Exercise: Gather every row below that contains the word "grass" and copy each of those rows in full.

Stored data
┌──

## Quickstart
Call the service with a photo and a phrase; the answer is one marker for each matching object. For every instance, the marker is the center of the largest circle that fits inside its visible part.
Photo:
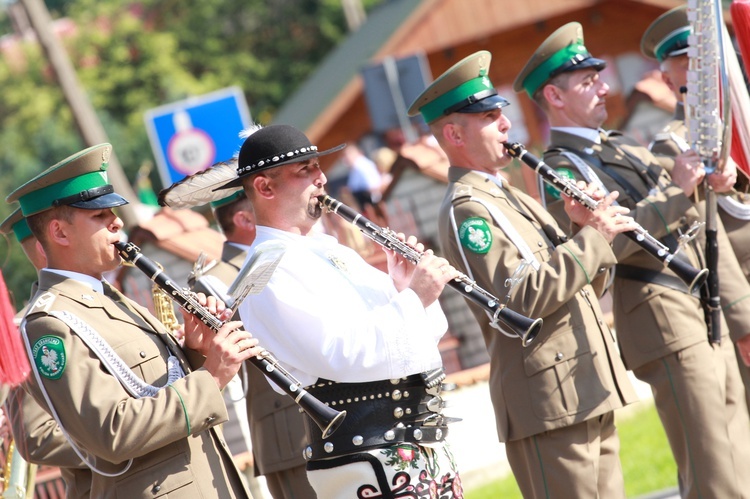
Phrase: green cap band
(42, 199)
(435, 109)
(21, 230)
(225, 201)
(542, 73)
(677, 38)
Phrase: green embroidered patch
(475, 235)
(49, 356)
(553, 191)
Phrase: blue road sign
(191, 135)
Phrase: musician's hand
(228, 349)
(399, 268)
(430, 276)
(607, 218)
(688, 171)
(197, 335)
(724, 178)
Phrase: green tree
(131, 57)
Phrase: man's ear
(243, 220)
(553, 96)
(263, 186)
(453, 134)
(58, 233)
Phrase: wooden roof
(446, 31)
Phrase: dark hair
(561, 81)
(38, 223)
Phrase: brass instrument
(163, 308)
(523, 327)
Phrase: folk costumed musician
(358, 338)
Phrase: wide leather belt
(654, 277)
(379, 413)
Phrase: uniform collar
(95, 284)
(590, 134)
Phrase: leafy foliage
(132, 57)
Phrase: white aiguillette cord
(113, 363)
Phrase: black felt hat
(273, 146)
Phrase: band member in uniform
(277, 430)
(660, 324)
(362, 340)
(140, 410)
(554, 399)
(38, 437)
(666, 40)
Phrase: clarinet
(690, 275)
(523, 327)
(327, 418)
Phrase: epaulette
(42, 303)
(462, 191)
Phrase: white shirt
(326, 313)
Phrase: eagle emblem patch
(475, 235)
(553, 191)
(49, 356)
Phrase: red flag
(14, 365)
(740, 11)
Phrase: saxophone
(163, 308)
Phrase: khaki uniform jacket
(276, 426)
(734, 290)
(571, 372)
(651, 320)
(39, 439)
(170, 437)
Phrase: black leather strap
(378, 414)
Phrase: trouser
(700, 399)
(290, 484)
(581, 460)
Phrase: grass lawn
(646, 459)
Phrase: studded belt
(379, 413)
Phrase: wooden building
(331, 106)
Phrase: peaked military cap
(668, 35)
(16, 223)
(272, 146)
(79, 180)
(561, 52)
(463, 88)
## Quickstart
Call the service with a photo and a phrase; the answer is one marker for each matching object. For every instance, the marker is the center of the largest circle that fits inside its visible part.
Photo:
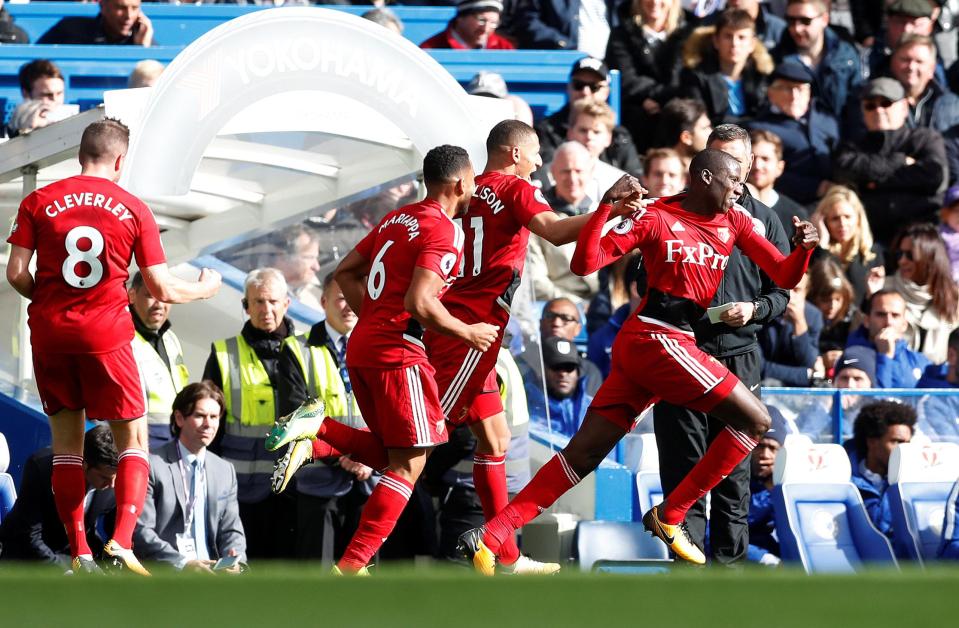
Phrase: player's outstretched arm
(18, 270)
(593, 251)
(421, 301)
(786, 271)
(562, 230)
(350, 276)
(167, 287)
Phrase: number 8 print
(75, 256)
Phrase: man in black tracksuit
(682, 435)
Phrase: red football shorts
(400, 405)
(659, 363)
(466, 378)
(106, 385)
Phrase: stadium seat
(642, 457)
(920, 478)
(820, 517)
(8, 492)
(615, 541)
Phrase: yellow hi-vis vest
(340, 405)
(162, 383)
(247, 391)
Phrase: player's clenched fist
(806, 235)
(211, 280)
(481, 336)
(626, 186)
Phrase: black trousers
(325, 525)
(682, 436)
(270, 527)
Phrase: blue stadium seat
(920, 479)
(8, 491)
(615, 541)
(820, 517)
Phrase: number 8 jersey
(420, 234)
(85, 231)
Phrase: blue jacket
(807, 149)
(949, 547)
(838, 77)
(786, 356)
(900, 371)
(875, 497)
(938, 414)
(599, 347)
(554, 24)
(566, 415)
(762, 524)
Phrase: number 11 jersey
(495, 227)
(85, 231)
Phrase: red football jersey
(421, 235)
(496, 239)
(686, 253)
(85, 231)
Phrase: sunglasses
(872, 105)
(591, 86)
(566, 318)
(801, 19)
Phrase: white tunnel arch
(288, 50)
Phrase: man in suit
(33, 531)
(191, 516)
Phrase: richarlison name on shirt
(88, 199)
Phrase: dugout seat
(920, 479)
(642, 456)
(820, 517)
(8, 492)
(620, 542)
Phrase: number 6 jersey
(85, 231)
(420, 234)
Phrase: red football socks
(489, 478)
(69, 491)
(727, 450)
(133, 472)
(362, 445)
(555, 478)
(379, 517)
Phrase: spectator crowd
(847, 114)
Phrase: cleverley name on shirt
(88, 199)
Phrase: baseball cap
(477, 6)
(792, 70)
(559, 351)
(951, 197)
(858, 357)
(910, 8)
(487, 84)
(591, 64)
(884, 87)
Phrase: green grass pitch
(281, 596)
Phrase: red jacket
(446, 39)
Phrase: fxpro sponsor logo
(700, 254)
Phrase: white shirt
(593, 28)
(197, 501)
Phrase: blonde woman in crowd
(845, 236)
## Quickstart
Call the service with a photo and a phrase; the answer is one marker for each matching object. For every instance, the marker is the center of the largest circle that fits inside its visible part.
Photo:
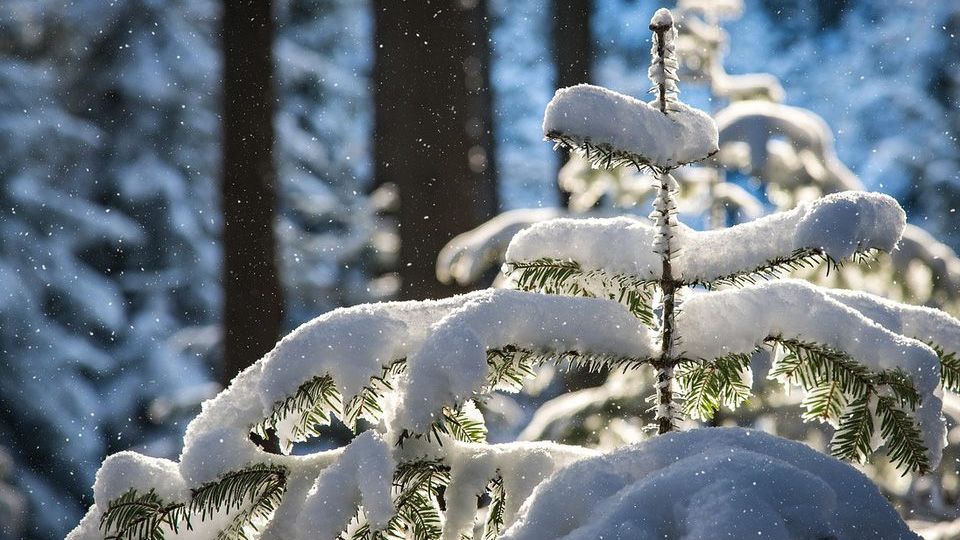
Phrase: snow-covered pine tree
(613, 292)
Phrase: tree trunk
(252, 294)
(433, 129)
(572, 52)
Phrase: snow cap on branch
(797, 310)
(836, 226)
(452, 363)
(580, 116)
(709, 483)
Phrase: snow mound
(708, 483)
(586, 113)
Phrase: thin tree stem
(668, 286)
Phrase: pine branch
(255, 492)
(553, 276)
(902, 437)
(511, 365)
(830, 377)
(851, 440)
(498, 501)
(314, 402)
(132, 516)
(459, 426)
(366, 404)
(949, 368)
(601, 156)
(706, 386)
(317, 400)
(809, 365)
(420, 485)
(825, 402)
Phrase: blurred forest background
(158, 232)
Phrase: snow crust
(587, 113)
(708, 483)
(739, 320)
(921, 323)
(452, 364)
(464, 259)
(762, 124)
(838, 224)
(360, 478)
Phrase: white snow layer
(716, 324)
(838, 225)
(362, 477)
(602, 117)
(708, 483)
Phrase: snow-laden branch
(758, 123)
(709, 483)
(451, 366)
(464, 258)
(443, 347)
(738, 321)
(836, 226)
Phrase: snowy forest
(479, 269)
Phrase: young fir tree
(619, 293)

└──
┌──

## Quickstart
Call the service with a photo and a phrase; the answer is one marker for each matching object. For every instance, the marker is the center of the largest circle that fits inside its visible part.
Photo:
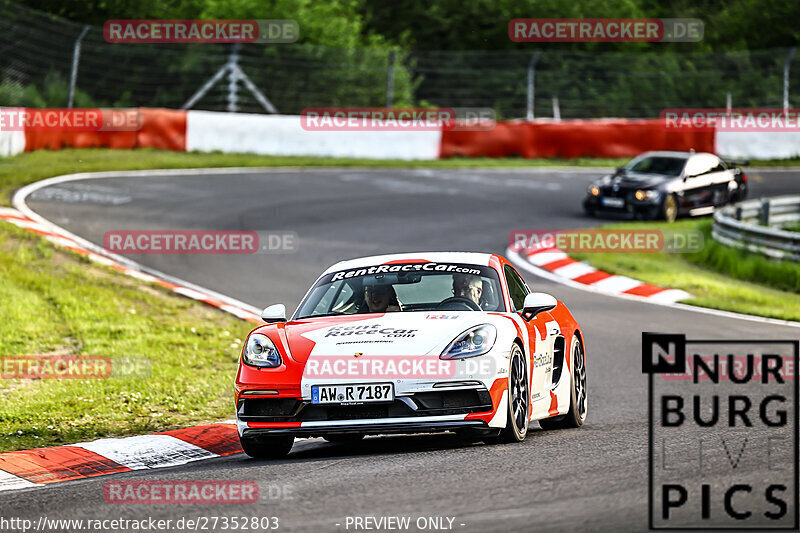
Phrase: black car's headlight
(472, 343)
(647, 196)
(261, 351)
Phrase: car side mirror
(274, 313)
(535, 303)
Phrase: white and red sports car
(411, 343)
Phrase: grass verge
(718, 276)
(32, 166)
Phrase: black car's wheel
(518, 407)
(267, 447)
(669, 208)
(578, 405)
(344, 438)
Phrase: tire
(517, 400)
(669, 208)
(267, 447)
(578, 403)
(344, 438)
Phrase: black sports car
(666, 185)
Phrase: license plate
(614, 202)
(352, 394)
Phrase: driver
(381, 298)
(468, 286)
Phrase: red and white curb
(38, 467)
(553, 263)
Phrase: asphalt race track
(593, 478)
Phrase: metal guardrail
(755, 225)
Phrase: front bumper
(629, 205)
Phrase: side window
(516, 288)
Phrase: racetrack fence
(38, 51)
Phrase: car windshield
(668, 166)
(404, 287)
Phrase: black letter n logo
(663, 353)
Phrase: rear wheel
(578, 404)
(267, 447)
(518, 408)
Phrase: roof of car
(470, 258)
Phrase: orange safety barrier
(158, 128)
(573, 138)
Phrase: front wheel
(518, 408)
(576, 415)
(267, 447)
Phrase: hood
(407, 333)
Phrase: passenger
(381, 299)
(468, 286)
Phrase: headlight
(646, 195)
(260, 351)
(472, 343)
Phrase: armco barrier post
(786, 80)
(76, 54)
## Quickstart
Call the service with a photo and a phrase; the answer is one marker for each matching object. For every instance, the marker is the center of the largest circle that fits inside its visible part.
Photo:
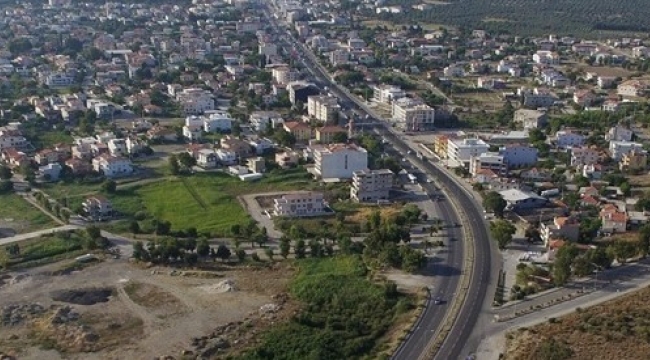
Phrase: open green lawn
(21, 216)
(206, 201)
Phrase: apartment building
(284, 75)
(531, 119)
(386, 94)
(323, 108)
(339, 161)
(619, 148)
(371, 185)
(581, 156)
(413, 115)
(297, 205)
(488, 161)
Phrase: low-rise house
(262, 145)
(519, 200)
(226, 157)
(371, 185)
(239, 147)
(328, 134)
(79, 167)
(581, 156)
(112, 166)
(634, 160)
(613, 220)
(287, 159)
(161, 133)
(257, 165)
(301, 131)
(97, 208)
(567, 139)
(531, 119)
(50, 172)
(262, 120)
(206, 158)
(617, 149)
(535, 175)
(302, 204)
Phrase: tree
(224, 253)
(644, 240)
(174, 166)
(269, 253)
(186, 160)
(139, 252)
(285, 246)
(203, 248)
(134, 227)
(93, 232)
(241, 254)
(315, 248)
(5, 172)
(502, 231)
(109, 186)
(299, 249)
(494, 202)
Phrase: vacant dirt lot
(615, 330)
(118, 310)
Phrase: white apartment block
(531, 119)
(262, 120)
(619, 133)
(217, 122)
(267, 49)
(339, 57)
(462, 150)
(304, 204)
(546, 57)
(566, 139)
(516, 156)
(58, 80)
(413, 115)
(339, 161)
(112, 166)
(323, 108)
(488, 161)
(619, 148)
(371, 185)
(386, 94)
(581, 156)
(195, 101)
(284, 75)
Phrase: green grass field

└──

Result of the exercise:
Phrase: grass lawn
Phrase: green grass pitch
Phrase: grass verge
Phrase: green grass field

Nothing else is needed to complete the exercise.